» **WORK TO COMPLETE**
For each statement, answer yes or no as to whether it agrees with the log ratio extract that follows, and quote the deciding words of the extract. (a) In genomics, many differences are quantified with fold changes. (b) Whether a gene differs between two samples is typically quantified with the difference between the two expression values. (c) The extract comes from a course titled Data Analysis for Genomics.

» **EXTRACT**
-=-=-

Log ratio

From Dave's wiki
Jump to navigation Jump to search

From the HarvardX PH525x course Data Analysis for Genomics

In the previous module, we described how the Law of Transformation helped stabilize the variance/mean relationship. However in genomics, there's another reason why logs are popular, why logs are popular transformation. And it has to do with the fact that many differences are quantified with fold changes. So when we ask if the gene is different in one sample versus the other, this is typically quantified with the ratio. How many times bigger is the expression in this sample compared this other simple? So we're using the ratios to summarize. That gives us another reason to use logs.

-=-=-

» **DATA SEGMENT**
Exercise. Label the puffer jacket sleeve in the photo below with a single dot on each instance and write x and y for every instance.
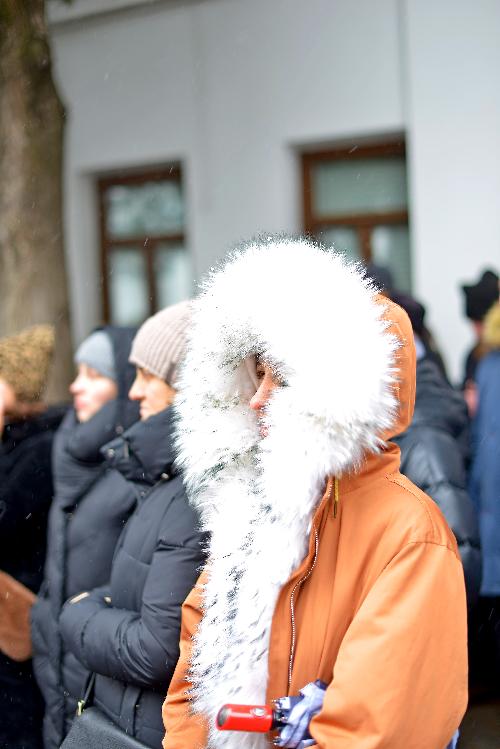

-=-=-

» **ANSWER BELOW**
(a) Yes: "many differences are quantified with fold changes"
(b) No: "this is typically quantified with the ratio"
(c) Yes: "From the HarvardX PH525x course Data Analysis for Genomics"